Cependant, la justice a également besoin d’être réformée. Il faut qu’elle s’adapte aux situations actuelles sans renier les principes fondamentaux qui la structurent. Réformer ne veut pas dire adopter une logique comptable ou une logique « d’économie de gestion », comme vos rapporteurs ont pu l’écrire. Ce n’est pas non plus déshumaniser la justice, ni même la robotiser. C’est encore moins l’éloigner du justiciable. Je ne m’arrête pas à ces termes qui relèvent, de mon point de vue, plus de slogans que d’une analyse rigoureuse du projet de loi que je porte.

Ce qui me préoccupe, en réalité, c’est que les Français expriment une grande défiance à l’égard de la justice. Il est, pour moi, en tant que garde des sceaux, très difficile d’entendre nos concitoyens trouver la justice de ce pays trop éloignée, trop lente, parfois inefficace, quand on sait le dévouement des magistrats et de l’ensemble des personnels dont l’engagement est exemplaire.

### Extrait de données
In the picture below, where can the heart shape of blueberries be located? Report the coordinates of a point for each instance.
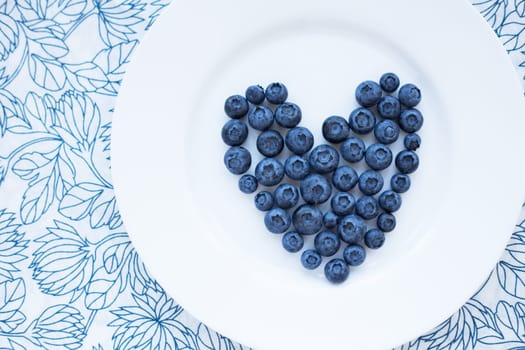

### Consignes
1. Recopiez le passage du texte sur la réforme de la justice compris entre « Ce qui me préoccupe, en » et « l’engagement est exemplaire. », bornes incluses.
2. Poursuivez la rédaction du texte sur la réforme de la justice à partir de sa dernière phrase.

### Réponses attendues
1.
Ce qui me préoccupe, en réalité, c’est que les Français expriment une grande défiance à l’égard de la justice. Il est, pour moi, en tant que garde des sceaux, très difficile d’entendre nos concitoyens trouver la justice de ce pays trop éloignée, trop lente, parfois inefficace, quand on sait le dévouement des magistrats et de l’ensemble des personnels dont l’engagement est exemplaire.

2.
Adapter notre justice, c’est avant tout lui permettre de répondre aux besoins des justiciables. Je mesure évidemment les attentes des professionnels avec lesquels j’ai beaucoup dialogué, à de nombreuses reprises. Je comprends leurs craintes face à des évolutions parfois difficiles à appréhender et qui peuvent même inquiéter. Je ne néglige pas l’ampleur de ces préoccupations qui se sont exprimées devant vous. Et au cours de l’élaboration du texte qui vous est soumis, au cours de son examen, tant au Sénat qu’à l’Assemblée nationale, de nombreux éléments nouveaux de compromis ont été apportés pour répondre aux demandes des avocats, des magistrats et des personnels de la justice.

J’observe ainsi que si l’Assemblée nationale a, comme je le disais voilà un instant, apporté son soutien aux propositions du Gouvernement, elle a, en outre, fait évoluer le texte sur des points importants. Et j’ai soutenu cette démarche.

Dans cette perspective, l’Assemblée nationale a d’ailleurs préservé un certain nombre d’avancées qui avaient été adoptées par le Sénat. Tel est le cas des garanties relatives aux services en ligne, qui ne pourront pas proposer des consultations juridiques sans le concours d’un avocat. Il en est de même pour le renforcement des obligations imposées aux plateformes.

Je pourrais également citer la suppression de la représentation obligatoire devant les tribunaux paritaires des baux ruraux, l’inscription dans la loi des conditions d’expérimentation de la procédure de révision des pensions alimentaires, là où le Gouvernement demandait initialement une habilitation.

À ces points se sont ajoutées d’autres évolutions apportées au texte par l’Assemblée nationale en nouvelle lecture.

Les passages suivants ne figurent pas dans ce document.